# PROBLEM 1
In the post on games and flow, what does a task that is too hard lead to?
# PROBLEM 2
Sum up the post on games and flow in two sentences.
# PROBLEM 3
Please transcribe the post on games and flow, beginning at the words "This could well" and stopping after "doing something else.".

# EXTRACT PROVIDED
━━━━

Many speakers include references to “flow” when trying to explain the joy of playing games. This idea is central to @avantgames portrait of gamers at productive work.
It should be pointed out that Csikzentmihalyi actually talks about high and low states of flow. The confluence of emotion, cognitive function, social affect and self perception.
Gamers also suffer negatively from low flow experiences, yet it’s affective impact is generally ignored when trying to entertain us with games magical effects. Gamers are easy to criticise themselves and feel depressed in low flow. The have trickle trouble processing information such as “time to get off” or “if you don’t get off …” type ultimatum.
Now here’s the question. If a kid is made to play a game at school which produces low flow (boring, too easy, too hard etc) … then the kid will react by not taking in information, feeling bad about the result of play and so on.
This could well mean so called educationally mutated “games” make kids depressed and learn less than if they could avoid them by doing something else.
The concept of flow (Csikszentmihalyi, 1990) describes an optimal mental state where a person is complete occupied with a task that matches the person’s skills, being neither too hard (leading to anxiety) or easy (leading to boredom).
In many ways this is might appear similar to the Zone of Proximal Development (ZPD) educators might know this as the difference between what a learner can do without help and what he or she can do with help. Csikszentmihalyi sees flow in a more sophisticated way – from the domain of games.

━━━━

(Rows of box annotation data)
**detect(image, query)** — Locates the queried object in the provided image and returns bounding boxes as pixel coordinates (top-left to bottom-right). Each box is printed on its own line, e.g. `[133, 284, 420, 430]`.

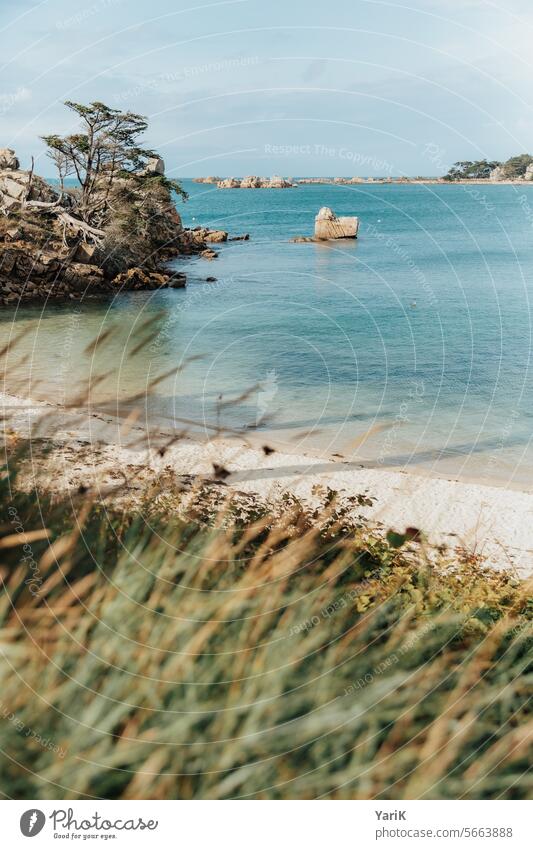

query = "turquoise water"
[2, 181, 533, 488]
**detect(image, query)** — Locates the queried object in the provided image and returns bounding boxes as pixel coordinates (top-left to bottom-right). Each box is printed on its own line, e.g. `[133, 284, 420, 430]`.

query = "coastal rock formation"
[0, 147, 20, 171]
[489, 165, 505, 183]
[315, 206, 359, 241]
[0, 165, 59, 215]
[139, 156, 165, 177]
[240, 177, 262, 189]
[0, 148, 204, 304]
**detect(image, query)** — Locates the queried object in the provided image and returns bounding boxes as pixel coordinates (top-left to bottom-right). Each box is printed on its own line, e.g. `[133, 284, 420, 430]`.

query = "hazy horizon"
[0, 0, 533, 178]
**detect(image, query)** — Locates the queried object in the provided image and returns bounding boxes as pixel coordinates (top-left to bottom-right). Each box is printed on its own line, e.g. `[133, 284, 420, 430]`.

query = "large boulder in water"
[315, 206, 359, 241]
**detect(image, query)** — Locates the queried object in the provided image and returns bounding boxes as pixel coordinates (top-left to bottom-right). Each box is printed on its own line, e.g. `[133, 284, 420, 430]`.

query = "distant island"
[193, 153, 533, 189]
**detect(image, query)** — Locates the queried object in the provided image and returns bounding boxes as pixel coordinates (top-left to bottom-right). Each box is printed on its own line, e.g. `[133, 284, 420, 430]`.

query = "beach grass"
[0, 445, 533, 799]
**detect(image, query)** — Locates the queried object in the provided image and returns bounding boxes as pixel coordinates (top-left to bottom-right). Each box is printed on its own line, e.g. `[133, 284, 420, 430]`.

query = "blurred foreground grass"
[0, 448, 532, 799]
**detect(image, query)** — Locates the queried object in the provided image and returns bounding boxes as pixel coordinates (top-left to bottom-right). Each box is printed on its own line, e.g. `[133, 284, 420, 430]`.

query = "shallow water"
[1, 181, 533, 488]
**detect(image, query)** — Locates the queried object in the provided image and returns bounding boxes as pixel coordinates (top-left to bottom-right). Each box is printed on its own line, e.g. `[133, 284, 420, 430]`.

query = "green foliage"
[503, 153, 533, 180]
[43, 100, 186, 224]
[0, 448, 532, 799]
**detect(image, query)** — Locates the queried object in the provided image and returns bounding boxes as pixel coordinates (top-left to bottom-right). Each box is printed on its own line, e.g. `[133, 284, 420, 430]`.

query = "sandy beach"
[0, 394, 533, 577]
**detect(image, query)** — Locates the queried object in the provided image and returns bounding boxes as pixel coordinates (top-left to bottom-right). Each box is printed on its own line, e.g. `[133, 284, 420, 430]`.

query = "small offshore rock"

━━━━

# WRITTEN SOLUTION 1
Anxiety.

# WRITTEN SOLUTION 2
Flow, often cited to explain the joy of games, has high and low states, and in low flow gamers criticize themselves, feel depressed and have trouble processing information. The post argues that educational games producing low flow could make kids depressed and cause them to learn less than if they could do something else.

# WRITTEN SOLUTION 3
This could well mean so called educationally mutated “games” make kids depressed and learn less than if they could avoid them by doing something else.